== Segment start ==

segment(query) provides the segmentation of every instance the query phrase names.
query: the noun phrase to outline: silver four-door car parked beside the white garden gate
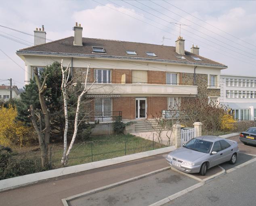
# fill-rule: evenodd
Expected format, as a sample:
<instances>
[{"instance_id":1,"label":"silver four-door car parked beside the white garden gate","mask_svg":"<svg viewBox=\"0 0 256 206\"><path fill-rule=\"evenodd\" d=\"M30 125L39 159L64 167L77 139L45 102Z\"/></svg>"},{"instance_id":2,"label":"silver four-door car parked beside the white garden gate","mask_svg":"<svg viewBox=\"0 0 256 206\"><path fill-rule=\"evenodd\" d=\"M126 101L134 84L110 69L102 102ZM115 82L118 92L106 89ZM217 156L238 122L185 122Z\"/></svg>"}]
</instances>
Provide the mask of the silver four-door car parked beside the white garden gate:
<instances>
[{"instance_id":1,"label":"silver four-door car parked beside the white garden gate","mask_svg":"<svg viewBox=\"0 0 256 206\"><path fill-rule=\"evenodd\" d=\"M238 154L237 142L233 140L217 136L200 136L170 152L166 160L180 171L206 175L207 169L220 163L230 161L231 164L235 164Z\"/></svg>"}]
</instances>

== Segment end ==

* WHAT TO WORK ON *
Except for the pictures, the whole listing above should be transcribed exactly.

* TASK OUTPUT *
segment(query) provides the segmentation of every instance the query phrase names.
query: the noun phrase to outline: silver four-door car parked beside the white garden gate
# fill-rule: evenodd
Expected format, as a sample:
<instances>
[{"instance_id":1,"label":"silver four-door car parked beside the white garden gate","mask_svg":"<svg viewBox=\"0 0 256 206\"><path fill-rule=\"evenodd\" d=\"M30 125L39 159L64 167L77 139L45 102Z\"/></svg>"},{"instance_id":2,"label":"silver four-door car parked beside the white garden gate","mask_svg":"<svg viewBox=\"0 0 256 206\"><path fill-rule=\"evenodd\" d=\"M126 101L134 84L110 69L102 102ZM115 82L118 92L106 89ZM217 156L238 122L185 122Z\"/></svg>"}]
</instances>
Provide the mask of the silver four-door car parked beside the white garden gate:
<instances>
[{"instance_id":1,"label":"silver four-door car parked beside the white garden gate","mask_svg":"<svg viewBox=\"0 0 256 206\"><path fill-rule=\"evenodd\" d=\"M238 154L237 142L233 140L217 136L200 136L170 152L166 160L180 171L206 175L207 169L220 163L230 161L231 164L235 164Z\"/></svg>"}]
</instances>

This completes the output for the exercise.